> DESCRIPTION OF THE TASK: Revise the data starting at the line containing "calm water in this photo, one per instance." and ending at the end of the data, swapping "drop a marker" for "place a pin" and leaving everything else untouched.

═══ ENTRIES SUPPLIED

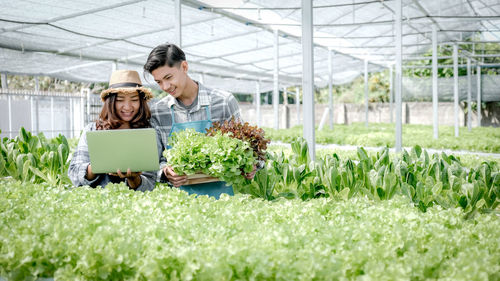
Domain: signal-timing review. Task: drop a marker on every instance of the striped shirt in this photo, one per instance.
(222, 105)
(79, 162)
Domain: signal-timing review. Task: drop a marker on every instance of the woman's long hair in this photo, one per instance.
(109, 120)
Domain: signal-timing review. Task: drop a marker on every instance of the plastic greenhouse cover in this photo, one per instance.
(229, 44)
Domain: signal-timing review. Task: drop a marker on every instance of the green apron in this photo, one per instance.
(214, 189)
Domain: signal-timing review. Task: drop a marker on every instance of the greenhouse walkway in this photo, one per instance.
(368, 148)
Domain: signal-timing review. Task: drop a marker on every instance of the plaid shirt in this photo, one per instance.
(223, 106)
(80, 161)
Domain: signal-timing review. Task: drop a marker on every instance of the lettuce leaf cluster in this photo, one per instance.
(219, 156)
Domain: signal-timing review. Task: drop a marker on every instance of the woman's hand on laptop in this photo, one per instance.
(133, 178)
(174, 178)
(90, 176)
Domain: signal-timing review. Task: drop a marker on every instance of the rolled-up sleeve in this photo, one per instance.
(80, 161)
(155, 123)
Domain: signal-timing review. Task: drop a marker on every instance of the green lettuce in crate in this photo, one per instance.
(219, 156)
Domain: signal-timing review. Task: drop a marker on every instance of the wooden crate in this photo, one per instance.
(200, 178)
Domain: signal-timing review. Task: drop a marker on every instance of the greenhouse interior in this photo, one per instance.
(250, 140)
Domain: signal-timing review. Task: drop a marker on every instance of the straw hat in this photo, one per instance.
(125, 81)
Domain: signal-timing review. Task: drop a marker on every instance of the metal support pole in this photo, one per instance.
(257, 103)
(478, 96)
(308, 76)
(82, 114)
(88, 106)
(71, 118)
(398, 84)
(297, 103)
(455, 86)
(435, 95)
(32, 111)
(34, 108)
(330, 92)
(469, 96)
(391, 93)
(178, 29)
(276, 91)
(52, 116)
(5, 87)
(366, 93)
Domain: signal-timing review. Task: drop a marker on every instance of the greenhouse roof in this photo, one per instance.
(230, 43)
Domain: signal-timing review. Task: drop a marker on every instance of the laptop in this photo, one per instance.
(110, 150)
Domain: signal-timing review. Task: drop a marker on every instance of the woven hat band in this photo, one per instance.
(125, 85)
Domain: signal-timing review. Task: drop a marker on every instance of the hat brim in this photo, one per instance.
(147, 93)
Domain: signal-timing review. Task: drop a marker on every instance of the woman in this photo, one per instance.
(125, 107)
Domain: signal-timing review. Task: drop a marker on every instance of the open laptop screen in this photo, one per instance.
(110, 150)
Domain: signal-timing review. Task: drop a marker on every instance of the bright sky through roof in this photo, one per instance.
(275, 21)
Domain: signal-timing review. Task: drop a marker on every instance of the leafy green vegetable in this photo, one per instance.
(118, 234)
(220, 155)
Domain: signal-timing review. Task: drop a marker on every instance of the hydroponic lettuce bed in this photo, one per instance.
(117, 234)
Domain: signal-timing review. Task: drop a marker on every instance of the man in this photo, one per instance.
(189, 104)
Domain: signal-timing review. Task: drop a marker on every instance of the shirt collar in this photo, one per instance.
(203, 98)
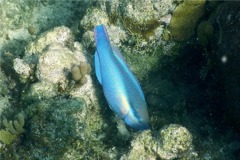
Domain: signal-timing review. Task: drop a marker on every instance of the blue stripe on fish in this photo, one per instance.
(121, 89)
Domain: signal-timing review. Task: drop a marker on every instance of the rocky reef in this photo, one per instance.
(183, 52)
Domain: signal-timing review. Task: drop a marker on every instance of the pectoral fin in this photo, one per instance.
(97, 67)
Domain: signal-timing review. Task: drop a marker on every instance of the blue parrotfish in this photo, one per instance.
(120, 87)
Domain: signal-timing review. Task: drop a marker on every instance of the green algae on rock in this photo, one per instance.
(185, 18)
(12, 129)
(171, 142)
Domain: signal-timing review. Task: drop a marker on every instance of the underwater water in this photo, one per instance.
(184, 55)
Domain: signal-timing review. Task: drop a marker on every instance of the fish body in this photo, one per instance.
(121, 89)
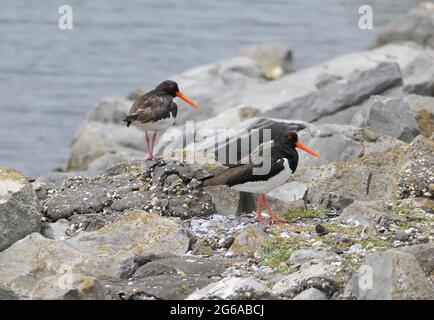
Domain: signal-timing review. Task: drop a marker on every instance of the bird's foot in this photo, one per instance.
(262, 220)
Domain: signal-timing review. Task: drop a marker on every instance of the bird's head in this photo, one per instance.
(171, 88)
(291, 138)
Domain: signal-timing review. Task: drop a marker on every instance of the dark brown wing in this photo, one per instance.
(151, 108)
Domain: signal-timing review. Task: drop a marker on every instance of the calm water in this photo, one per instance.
(50, 77)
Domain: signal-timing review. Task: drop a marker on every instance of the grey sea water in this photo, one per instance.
(50, 77)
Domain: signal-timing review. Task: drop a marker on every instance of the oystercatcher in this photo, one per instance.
(156, 111)
(283, 162)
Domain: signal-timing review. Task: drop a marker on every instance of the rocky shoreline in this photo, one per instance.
(360, 219)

══════

> SOLUTION FOR THIS TASK:
Domain: signal-timing review. Task: place a pin on every instance of the calm water in this photo, one per instance.
(50, 77)
Domain: signal-timing review. Task: place a pin on every instance of the grey sea water in this photo, one per instance.
(50, 77)
Domain: signal-timing review. Task: place a pin on every instance of the oystercatcher in this photo, one per instance.
(156, 111)
(283, 162)
Domain: signal-timing review. Task: place a pin on every instance of the rocky shoreline in this photo, one per instance.
(360, 219)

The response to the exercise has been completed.